# People in Portimao (and around) ?



## colinasdovau (May 8, 2011)

Hi there. 
My wife and I recently moved to Portugal in the city of Portimao and are planing to stay there for a while. 
I am French and she is Croatian. We still can't speak Portuguese but we both speak English.

We would really like to meet people in our area and make new friends, so if you'd like to have a drink feel free to contact us.


----------



## kingrulzuk (Jan 19, 2010)

hiya welcome to the forum
i was in portimao for a week long back.
i loved the place made lots of friends 
i went to this restaurant called PIEDADE the food was lovely and i made friends with some lovely people.

hope this help


----------



## colinasdovau (May 8, 2011)

Hi and thank you for the reply.

I was starting to think that my message scared people 
It sounds a bit creepy, I admit.

Actually, my wife and I (we are 25 and 29) moved from Croatia this month. We are joining/taking over a small real estate company here in Portimao. Don't really want to advertise it in this topic.

we will try to find the restaurant you mentioned above and try the food.


----------



## notlongnow (May 21, 2009)

Feel free to get in touch if you ever come and visit the other end of the Algarve (around Tavira.) We are a similar age and struggle to meet younger people so understand where you're coming from !
B


----------



## somanyhands (Apr 9, 2011)

Well, now Ben has made me feel old 

We're in Lagos, so not very far, and, while we have an extra 10 years (and probably 2 kids lol) on you guys, if you're ever over our way, feel free to get in touch.

Despite being "old", we are pretty young (yay!) amongst the local expat community, most of whom are retired.


----------



## borboleta (Apr 25, 2011)

Hello!

I tried to send you private message, but it seems you don't have enough posts to receive it...


----------



## Algarve (Mar 30, 2011)

colinasdovau said:


> Hi and thank you for the reply.
> 
> I was starting to think that my message scared people
> It sounds a bit creepy, I admit.
> ...


You can send me a PM as think we could help you, all the best


----------

Material shown
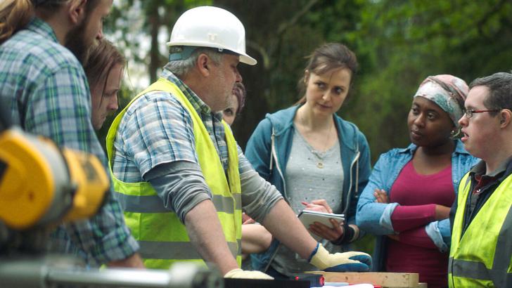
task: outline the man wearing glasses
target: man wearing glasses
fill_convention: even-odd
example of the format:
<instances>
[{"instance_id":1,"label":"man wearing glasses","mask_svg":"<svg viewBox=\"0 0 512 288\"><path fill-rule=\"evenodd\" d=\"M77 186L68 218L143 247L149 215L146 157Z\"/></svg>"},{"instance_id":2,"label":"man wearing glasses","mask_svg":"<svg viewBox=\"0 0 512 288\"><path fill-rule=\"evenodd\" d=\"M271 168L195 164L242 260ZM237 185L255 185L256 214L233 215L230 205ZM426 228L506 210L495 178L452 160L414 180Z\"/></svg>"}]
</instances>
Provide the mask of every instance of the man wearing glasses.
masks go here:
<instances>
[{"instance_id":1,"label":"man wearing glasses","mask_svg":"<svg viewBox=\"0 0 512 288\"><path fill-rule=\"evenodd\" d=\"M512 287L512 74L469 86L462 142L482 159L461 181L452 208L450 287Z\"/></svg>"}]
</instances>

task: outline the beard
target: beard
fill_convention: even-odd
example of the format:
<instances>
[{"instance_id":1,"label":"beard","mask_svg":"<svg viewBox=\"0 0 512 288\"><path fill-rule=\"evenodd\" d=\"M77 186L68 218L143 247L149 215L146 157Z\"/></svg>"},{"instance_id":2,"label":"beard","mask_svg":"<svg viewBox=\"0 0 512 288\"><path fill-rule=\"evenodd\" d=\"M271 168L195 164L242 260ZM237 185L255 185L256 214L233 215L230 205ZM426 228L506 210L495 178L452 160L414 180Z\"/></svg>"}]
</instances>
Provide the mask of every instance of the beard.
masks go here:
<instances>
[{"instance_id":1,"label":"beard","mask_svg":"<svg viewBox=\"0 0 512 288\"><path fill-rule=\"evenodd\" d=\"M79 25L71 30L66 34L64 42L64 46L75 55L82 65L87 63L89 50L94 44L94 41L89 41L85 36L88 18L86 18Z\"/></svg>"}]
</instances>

Required work
In the Portimao forum thread, what kind of business is the couple joining or taking over in Portimao? The entries have no role in this exercise.

Full output
A small real estate company.